-- Begin Material provided --

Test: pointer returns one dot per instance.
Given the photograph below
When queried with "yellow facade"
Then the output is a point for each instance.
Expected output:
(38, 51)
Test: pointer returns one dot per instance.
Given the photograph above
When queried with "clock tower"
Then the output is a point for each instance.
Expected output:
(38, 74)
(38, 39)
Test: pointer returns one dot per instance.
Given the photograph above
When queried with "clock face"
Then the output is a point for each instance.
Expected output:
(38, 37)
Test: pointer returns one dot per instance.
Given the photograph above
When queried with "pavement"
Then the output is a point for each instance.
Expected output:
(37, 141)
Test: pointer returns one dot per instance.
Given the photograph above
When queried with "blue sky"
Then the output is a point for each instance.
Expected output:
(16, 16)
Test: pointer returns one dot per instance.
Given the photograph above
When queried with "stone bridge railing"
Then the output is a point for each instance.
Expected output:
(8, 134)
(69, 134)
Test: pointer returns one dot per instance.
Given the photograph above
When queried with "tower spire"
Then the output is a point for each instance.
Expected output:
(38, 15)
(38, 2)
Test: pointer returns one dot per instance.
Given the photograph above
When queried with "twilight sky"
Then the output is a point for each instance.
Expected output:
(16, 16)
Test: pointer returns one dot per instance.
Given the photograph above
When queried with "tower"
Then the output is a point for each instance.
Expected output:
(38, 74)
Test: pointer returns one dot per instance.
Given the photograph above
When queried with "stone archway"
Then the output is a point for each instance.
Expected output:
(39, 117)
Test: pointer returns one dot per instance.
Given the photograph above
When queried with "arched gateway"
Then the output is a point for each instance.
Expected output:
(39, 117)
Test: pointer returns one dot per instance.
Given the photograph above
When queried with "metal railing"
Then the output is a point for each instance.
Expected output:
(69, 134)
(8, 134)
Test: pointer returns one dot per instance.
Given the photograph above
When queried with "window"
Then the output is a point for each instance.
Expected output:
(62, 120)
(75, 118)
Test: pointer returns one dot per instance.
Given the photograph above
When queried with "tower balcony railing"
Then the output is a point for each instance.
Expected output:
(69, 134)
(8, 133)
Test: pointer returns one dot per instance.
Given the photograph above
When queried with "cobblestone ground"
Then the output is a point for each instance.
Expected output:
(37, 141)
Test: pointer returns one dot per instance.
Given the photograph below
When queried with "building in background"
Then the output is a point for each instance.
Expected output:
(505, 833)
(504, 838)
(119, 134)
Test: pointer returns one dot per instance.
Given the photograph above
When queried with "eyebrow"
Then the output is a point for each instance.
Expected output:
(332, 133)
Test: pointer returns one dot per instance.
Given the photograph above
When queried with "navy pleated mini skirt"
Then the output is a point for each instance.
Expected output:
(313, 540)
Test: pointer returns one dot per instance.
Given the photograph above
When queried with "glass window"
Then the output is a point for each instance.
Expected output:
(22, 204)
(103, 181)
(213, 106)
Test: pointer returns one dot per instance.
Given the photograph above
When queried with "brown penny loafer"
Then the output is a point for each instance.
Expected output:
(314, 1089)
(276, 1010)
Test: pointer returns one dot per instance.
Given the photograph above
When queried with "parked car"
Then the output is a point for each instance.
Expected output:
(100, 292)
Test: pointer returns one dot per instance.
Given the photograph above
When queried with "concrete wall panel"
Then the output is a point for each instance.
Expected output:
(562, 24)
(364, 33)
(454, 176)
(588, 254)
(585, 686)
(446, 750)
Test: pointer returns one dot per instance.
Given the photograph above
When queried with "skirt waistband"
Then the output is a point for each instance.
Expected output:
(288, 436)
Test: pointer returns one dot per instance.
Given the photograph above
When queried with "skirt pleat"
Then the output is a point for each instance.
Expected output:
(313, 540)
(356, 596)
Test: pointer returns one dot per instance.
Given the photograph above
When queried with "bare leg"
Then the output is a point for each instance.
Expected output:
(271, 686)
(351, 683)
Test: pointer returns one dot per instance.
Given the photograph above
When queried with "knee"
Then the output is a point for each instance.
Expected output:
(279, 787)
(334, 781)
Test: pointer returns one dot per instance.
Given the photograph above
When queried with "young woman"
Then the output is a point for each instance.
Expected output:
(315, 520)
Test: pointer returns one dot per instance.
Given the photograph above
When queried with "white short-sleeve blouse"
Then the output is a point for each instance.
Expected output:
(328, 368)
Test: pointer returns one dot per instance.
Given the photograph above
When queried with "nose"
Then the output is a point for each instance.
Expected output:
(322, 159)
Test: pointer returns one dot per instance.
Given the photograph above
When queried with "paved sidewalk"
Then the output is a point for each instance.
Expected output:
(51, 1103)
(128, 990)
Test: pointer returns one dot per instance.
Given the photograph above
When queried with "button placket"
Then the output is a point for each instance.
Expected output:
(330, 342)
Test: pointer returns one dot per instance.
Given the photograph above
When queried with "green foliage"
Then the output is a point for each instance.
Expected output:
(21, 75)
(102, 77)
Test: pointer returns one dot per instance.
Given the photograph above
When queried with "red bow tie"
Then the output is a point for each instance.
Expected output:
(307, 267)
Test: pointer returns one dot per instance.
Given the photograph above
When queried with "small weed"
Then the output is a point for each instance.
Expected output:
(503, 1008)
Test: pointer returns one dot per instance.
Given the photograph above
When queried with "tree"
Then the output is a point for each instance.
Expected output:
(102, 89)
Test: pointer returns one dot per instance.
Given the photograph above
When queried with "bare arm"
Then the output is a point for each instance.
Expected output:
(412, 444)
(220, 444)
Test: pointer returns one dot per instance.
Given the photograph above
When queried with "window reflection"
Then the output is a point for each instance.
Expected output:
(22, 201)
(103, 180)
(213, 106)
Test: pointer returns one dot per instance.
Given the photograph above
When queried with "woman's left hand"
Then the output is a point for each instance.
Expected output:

-- End Material provided --

#### [What to do]
Pick out each line in the items above that contains the word "railing". Case matters.

#### [Answer]
When queried with "stone bridge railing"
When queried with "metal railing"
When queried with "tower balcony railing"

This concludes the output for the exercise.